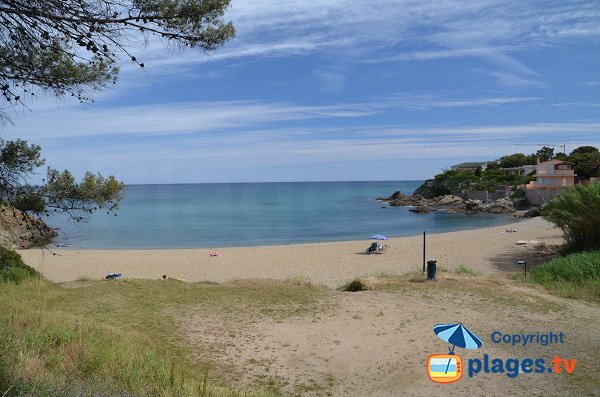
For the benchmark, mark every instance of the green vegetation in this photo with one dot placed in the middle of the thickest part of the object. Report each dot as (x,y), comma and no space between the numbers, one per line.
(71,47)
(455,181)
(465,270)
(577,213)
(115,338)
(25,203)
(574,276)
(355,285)
(12,268)
(586,160)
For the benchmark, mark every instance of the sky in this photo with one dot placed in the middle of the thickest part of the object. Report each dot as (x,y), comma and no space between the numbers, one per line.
(338,90)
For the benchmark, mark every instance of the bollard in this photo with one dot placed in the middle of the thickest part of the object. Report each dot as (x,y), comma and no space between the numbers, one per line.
(524,263)
(431,269)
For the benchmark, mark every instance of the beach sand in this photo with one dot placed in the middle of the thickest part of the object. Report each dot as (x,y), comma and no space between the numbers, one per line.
(487,251)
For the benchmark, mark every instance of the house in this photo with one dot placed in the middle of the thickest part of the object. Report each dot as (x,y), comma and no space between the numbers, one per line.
(472,166)
(522,170)
(551,178)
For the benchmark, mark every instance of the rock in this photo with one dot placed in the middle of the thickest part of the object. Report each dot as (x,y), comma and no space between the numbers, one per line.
(17,232)
(422,209)
(500,206)
(473,205)
(532,213)
(402,200)
(449,200)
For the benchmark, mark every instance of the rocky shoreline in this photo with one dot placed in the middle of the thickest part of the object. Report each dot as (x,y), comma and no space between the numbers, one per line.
(422,205)
(18,231)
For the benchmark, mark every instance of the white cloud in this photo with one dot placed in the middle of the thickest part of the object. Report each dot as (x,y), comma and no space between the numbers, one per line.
(193,117)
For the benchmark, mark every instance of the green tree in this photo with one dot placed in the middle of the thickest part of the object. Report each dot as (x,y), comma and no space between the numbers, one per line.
(59,192)
(577,213)
(71,46)
(584,149)
(515,160)
(545,153)
(586,164)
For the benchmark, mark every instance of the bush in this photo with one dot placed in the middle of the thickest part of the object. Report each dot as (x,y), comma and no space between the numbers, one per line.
(355,285)
(13,269)
(574,276)
(577,213)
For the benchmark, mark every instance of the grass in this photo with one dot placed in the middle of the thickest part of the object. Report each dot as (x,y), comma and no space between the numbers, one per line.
(12,268)
(465,270)
(574,276)
(355,285)
(120,338)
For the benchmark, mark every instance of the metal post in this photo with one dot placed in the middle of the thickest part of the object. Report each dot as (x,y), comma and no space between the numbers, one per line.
(424,252)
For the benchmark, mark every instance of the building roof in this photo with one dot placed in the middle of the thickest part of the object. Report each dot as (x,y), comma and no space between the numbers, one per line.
(473,164)
(556,162)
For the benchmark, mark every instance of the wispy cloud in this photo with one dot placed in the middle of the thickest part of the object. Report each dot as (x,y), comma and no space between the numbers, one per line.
(195,117)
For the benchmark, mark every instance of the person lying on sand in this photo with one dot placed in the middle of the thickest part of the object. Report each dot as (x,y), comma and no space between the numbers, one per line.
(164,277)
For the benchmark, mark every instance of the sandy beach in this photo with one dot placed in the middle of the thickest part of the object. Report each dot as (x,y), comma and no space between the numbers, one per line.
(487,251)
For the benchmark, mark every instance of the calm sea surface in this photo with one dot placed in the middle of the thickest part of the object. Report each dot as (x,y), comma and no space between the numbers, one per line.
(246,214)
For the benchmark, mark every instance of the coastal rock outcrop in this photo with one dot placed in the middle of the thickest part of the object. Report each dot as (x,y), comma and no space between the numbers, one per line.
(422,209)
(19,232)
(422,205)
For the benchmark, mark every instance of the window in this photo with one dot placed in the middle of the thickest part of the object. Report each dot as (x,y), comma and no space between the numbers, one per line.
(545,181)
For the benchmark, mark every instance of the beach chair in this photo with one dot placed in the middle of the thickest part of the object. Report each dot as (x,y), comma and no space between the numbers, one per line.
(373,249)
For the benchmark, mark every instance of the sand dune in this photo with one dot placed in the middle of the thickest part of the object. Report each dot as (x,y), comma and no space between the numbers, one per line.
(485,250)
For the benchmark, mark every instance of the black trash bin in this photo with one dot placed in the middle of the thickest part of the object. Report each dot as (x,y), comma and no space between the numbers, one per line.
(431,269)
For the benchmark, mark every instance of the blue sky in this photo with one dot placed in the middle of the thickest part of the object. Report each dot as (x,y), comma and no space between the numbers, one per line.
(339,90)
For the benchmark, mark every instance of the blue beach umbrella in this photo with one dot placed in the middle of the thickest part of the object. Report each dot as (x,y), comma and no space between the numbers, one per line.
(457,335)
(378,237)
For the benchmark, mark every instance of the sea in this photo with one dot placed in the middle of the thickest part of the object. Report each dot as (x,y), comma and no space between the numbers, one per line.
(252,214)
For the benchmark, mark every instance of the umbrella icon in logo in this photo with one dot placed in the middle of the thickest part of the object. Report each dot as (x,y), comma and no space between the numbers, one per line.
(443,371)
(457,335)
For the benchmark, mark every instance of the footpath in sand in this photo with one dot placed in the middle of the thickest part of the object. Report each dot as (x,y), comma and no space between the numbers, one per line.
(486,251)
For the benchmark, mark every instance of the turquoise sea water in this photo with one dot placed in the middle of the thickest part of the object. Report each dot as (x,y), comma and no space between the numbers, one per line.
(246,214)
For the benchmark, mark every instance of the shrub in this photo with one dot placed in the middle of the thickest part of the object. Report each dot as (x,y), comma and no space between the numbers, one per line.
(354,286)
(577,213)
(573,276)
(12,267)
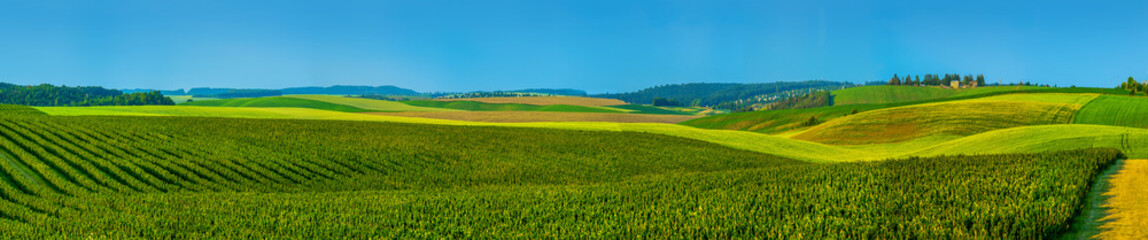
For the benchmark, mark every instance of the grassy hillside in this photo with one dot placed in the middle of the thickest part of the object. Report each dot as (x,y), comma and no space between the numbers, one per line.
(1115,110)
(782,121)
(545,100)
(781,146)
(737,139)
(886,94)
(943,118)
(1045,138)
(276,102)
(650,109)
(507,107)
(367,103)
(235,178)
(542,116)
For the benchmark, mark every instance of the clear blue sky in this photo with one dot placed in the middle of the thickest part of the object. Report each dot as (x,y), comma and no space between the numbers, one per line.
(598,46)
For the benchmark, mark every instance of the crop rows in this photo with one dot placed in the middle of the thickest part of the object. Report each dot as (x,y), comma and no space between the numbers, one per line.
(226,178)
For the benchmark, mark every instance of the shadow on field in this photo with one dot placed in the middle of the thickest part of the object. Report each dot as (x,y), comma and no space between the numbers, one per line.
(1087,224)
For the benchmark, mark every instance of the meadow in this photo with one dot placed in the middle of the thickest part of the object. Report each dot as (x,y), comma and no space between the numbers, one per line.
(943,118)
(276,102)
(901,170)
(1116,110)
(542,116)
(193,177)
(544,100)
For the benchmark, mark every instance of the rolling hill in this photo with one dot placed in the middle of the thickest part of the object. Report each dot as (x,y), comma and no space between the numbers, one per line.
(791,120)
(276,102)
(369,103)
(472,106)
(194,177)
(544,100)
(887,94)
(933,120)
(1115,110)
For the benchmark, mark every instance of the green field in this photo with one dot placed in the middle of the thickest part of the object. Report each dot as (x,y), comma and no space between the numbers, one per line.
(886,94)
(790,120)
(181,99)
(367,103)
(187,171)
(651,109)
(472,106)
(235,178)
(276,102)
(1116,110)
(944,118)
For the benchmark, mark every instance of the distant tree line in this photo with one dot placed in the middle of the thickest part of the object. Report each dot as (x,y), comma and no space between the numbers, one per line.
(931,79)
(724,95)
(1134,86)
(45,94)
(811,100)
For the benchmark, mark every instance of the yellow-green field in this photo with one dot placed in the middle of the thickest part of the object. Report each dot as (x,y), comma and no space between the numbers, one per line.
(1126,214)
(944,118)
(990,140)
(545,100)
(181,99)
(542,116)
(369,103)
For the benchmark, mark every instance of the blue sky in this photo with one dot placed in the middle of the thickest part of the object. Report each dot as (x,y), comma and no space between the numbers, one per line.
(598,46)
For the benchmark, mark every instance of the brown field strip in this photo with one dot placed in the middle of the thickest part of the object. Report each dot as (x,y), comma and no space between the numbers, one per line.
(545,100)
(1127,215)
(541,116)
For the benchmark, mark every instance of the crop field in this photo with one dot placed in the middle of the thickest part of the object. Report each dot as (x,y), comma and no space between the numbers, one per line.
(191,177)
(367,103)
(791,120)
(651,109)
(276,102)
(545,100)
(886,94)
(542,116)
(181,99)
(1045,138)
(1126,214)
(944,118)
(1115,110)
(781,146)
(471,106)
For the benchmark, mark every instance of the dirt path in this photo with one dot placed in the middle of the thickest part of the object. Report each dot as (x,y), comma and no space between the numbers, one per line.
(1127,203)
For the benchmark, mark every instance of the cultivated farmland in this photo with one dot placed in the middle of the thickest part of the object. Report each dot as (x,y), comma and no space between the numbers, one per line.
(188,177)
(542,116)
(545,100)
(1116,110)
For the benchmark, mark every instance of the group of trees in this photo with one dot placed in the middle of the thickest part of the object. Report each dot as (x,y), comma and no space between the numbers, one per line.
(1133,86)
(811,100)
(83,95)
(937,79)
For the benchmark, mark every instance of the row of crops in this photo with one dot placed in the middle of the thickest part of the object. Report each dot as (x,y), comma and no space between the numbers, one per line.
(188,178)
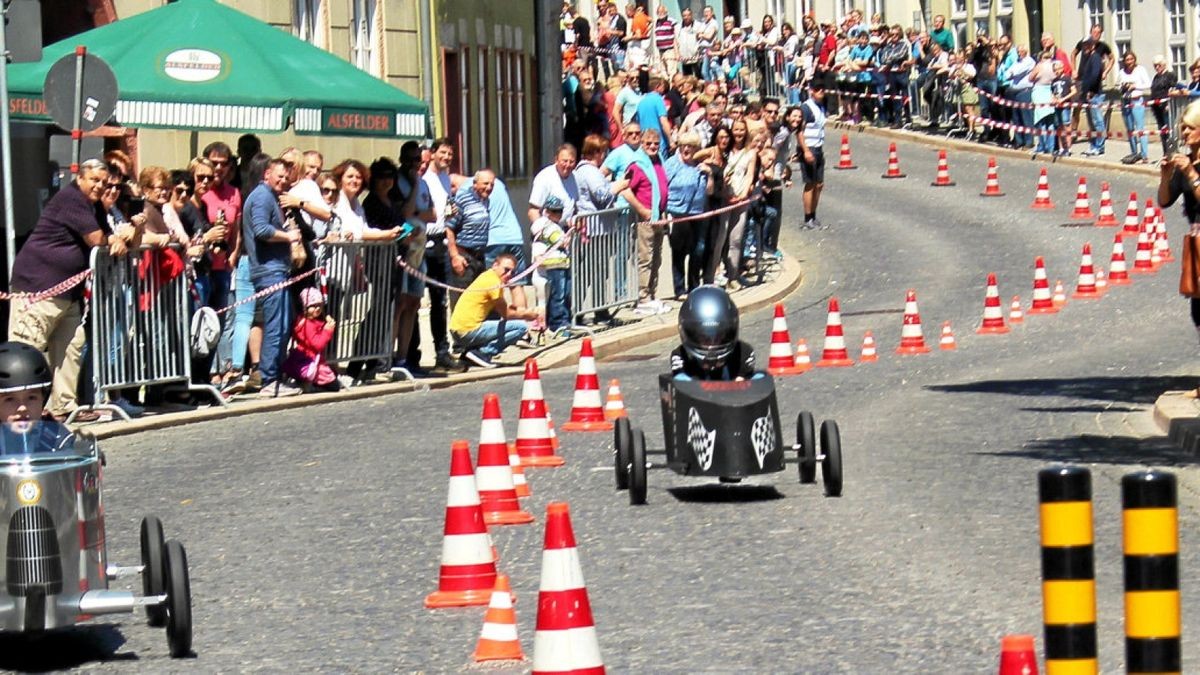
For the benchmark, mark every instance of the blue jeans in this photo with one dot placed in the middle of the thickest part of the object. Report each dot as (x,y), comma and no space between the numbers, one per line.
(491,338)
(276,324)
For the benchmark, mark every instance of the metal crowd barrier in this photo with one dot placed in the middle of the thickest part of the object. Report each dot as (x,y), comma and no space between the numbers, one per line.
(604,262)
(139,323)
(359,278)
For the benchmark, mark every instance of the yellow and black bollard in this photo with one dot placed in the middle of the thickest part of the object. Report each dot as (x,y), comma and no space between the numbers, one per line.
(1151,572)
(1068,571)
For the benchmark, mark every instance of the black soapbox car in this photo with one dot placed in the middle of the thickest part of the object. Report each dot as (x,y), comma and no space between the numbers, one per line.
(725,429)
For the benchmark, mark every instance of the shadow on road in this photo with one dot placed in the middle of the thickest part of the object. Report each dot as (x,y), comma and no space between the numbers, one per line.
(1143,389)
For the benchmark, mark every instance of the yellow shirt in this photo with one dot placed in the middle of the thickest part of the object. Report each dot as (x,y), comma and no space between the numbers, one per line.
(474,305)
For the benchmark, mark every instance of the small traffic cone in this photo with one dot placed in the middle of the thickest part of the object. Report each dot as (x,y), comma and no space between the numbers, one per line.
(844,161)
(803,360)
(869,353)
(615,405)
(993,314)
(498,639)
(834,353)
(1108,217)
(912,339)
(780,360)
(587,413)
(1042,197)
(947,342)
(1014,311)
(1119,275)
(991,187)
(1132,220)
(1086,285)
(1017,656)
(943,172)
(493,471)
(468,560)
(565,640)
(893,163)
(1083,202)
(1042,300)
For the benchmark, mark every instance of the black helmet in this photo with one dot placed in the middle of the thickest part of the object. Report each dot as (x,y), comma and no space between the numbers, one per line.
(23,368)
(708,326)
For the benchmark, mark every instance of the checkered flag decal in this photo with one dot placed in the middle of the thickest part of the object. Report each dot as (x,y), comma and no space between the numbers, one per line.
(762,436)
(701,440)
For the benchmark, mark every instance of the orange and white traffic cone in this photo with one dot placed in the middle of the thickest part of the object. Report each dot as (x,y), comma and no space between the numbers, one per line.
(834,353)
(1086,285)
(1042,197)
(943,172)
(565,640)
(1014,311)
(893,163)
(912,339)
(803,360)
(780,360)
(1108,217)
(869,353)
(991,187)
(615,405)
(1083,202)
(1119,275)
(587,412)
(1042,300)
(498,639)
(993,314)
(947,342)
(845,162)
(468,560)
(493,472)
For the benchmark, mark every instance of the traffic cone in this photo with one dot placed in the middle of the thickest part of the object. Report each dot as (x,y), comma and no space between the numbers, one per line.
(947,342)
(1083,202)
(803,362)
(587,413)
(844,161)
(869,353)
(1014,311)
(1042,300)
(993,314)
(893,163)
(991,187)
(1086,285)
(498,639)
(943,172)
(1042,197)
(1132,220)
(493,473)
(534,443)
(468,560)
(780,359)
(1017,656)
(912,339)
(1108,217)
(1119,275)
(615,405)
(834,353)
(565,640)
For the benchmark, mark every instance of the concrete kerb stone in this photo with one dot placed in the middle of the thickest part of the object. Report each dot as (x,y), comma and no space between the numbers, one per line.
(606,344)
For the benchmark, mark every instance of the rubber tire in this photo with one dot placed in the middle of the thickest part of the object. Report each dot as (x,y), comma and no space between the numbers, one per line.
(807,437)
(637,469)
(154,568)
(623,437)
(831,466)
(179,602)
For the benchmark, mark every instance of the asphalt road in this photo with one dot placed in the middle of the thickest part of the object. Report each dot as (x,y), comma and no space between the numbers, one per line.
(315,535)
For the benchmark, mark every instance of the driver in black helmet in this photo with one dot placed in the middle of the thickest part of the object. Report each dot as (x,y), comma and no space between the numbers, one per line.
(708,332)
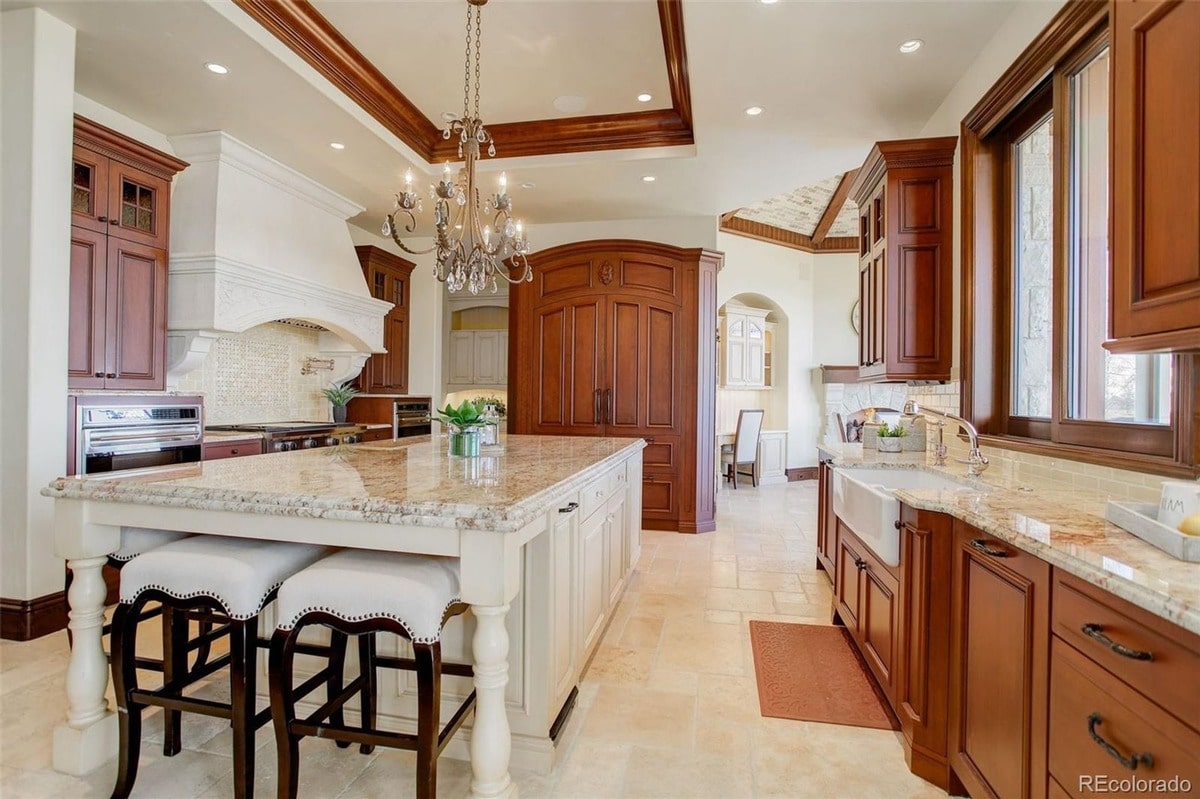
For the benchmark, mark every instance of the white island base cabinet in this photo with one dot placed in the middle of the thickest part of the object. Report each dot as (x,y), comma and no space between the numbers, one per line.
(571,581)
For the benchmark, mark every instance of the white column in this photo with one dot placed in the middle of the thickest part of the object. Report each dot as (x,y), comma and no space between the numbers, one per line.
(37,84)
(491,740)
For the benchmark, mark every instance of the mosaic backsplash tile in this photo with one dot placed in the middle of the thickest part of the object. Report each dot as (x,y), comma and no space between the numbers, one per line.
(255,377)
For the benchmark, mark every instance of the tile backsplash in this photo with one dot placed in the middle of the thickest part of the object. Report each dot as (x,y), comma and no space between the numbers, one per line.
(255,376)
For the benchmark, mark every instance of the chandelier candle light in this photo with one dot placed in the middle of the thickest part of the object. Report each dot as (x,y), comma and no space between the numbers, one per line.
(469,253)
=-=-=
- _EXERCISE DETAILS_
In the copy, leave out all pictures, and retype exactly each line from the one with "For the benchmark, mark every instance of the rubber" through the last line of the entries.

- _RESULT_
For the benchmark, mark every instance of the rubber tire in this photo with one dot placed in the middle of the thickest part of the object. Report each dot as (x,y), comma and no space between the numbers, one per line.
(807,437)
(637,469)
(154,568)
(623,437)
(831,466)
(179,602)
For the benchmark, mark every instance of the asphalt road in this photo with one dot placed in the middle of the thickest part of the object. Report each dot as (x,y), comma and no space between the numbers, one per line.
(315,535)
For the benchmark, mark every instance of the driver in black helmet in this photo with one dot placed in the middle of the thickest part of the object. Report each dot as (x,y), comma and no space between the numbers, one per line.
(708,332)
For the benchmark, mark every instance of the white island base cabinet in this photo with one dot placed in the middle of the thickest part of the object. Report each dot as (x,y), comma and no space between the numbers, one per line.
(571,581)
For the benchmark, mark every instance of the white column in this photo with one dot placed in the middle of the thickest part of the object. Report each dot as (x,y), comma and no space between the numbers, one per line.
(37,84)
(491,740)
For the benchmark, mark every instance of the mosaic backsplash tile in this photo with one dot placed in the middle of the thickest part of the object. Report each dot as (x,y), comma and no space between the numbers, one per line.
(255,377)
For the benchmark, mark every instance of the tile backsplash in this photo with one dot placed in the middle of the thickest part of the object. Report each dot as (x,y), comma and no space between the numbers, one per line.
(255,376)
For the benchmark, mark every instance of the chandelier candle light in this photo with one dot placed in the middle of the thickest part of the object. Report each dot as (x,y), comma and no space between the numbers, one per line.
(469,253)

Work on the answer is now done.